═════ ARTICLE ═════

# Be My Parent



## Clarabel (Dec 17, 2003)

just a quickie - does anyone regularly receive this publication? I have a sample copy and am interested in a subscription, however it is (for me at the moment) a huge amount of money to pay out in one go, so I need to know if they feature all or mostly new children in each issue or whether they repeat old features over and over. 

Thanks!


----------



## KarenM (Jul 30, 2002)

Hi Clarabel

We subscribed for 6 months (£2 through BAAF website and have been receiving them since April. There are quite alot of profiles that are repeated each month, but all the same there are quite alot of new ones too.

I don't know what age range you are going for (we are going for 2 under 4's) but we have only found 1 sibling group that would suit our criteria out of four issues, and it is unlikely that our application for these children will progress due to the large response they have had. (before anyone reads and panics I don't mean the 2 girls) 

What stage are you at with the process, as you can only apply for the children if you have been approved by panel. We didn't start our subscription until we were approved.

Good luck
Love
Karen x


----------



## Clarabel (Dec 17, 2003)

KarenM said:


> What stage are you at with the process, as you can only apply for the children if you have been approved by panel. We didn't start our subscription until we were approved.


Thanks. According to BAAF the situation changes from child to child so in some cases where there are few responses they will consider unapproved people and the placing agency will arrange approval - I am guessing that is a very rare situation?

We aren't ready to progress with any actual adoption at the moment, just wanted to get a feel for what types of children are waiting for parents, whether the children are too disabled or disturbed for us to contemplate coping with. We were warned to expect mostly disabled children in our area, and although I am very experienced with sensory disabilities and mobility problems I couldn't give the time needed for a child who needs round the clock care into adulthood.


----------



## KarenM (Jul 30, 2002)

Clarabel

As part of the process you will have a form to fill in which will be about what things you can and consider - its awful as you feel like you are playing God as if you had your own children you would have to accept these without choice if they happened. You have to do this with how you will cope with parenting them through to adulthood in mind. There are so manythings you could tick that would give you a wider pool of children, but you should not be forced into ticking boxes that would not be right for you and dh. 

We had very few ticks on our form but alot of things that we would consider given further information. Your SS should not be trying to force your hand to accept a child who you could not reasonably be expected to parent. At the end of the day there are quality of life issues for both you, dh and the child/children and your decisions need to be based on being able to offer the quality of life for all involved.

Good luck
Love
Karen x


----------

═════ DATA PROVIDED ═════

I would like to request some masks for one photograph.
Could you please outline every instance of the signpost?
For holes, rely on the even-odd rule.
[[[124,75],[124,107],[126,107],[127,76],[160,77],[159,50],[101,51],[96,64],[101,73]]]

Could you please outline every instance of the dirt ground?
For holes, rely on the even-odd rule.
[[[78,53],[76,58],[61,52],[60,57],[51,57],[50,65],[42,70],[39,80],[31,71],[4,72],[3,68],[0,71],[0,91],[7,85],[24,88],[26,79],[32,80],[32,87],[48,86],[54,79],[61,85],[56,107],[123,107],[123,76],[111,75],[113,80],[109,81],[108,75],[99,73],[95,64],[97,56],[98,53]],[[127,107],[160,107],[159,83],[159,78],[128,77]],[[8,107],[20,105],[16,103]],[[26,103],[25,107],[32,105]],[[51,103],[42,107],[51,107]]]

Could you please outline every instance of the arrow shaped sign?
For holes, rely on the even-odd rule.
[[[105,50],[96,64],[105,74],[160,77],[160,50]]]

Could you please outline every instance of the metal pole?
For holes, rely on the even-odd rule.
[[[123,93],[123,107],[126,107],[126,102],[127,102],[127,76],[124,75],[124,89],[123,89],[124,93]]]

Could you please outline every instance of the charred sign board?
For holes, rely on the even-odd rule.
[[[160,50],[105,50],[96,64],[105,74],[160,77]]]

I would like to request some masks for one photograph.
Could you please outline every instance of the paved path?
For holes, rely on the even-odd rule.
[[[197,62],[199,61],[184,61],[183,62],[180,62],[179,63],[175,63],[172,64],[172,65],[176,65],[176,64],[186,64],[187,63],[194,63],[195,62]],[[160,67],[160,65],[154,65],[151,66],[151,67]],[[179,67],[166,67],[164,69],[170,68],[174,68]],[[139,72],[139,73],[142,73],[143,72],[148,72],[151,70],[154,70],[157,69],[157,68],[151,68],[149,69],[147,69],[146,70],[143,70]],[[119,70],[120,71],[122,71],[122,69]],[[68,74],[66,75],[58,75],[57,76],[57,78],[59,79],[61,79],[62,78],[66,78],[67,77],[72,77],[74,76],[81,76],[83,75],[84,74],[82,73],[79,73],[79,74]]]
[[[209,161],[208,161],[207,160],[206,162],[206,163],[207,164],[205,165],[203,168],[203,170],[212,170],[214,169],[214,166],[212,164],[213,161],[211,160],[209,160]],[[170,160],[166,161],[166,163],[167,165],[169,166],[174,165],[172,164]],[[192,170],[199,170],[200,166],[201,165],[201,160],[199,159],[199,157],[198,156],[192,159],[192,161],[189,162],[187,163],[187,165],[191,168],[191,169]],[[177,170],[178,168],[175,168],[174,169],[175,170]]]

═════

_TASKS AND EXERCISES:_
A – Print the part of the Be My Parent thread starting with "We subscribed for" and going on through "the 2 girls)".
B – In the Be My Parent thread, why does Clarabel want to know whether the publication features new children in each issue or repeats old features?
The listing has no connection to the Be My Parent thread.

_ANSWERS GIVEN:_
A –
We subscribed for 6 months (£2 through BAAF website and have been receiving them since April. There are quite alot of profiles that are repeated each month, but all the same there are quite alot of new ones too.

I don't know what age range you are going for (we are going for 2 under 4's) but we have only found 1 sibling group that would suit our criteria out of four issues, and it is unlikely that our application for these children will progress due to the large response they have had. (before anyone reads and panics I don't mean the 2 girls)

B – A subscription is, for her at the moment, a huge amount of money to pay out in one go. She needs to know whether each issue shows all or mostly new children before she commits to paying.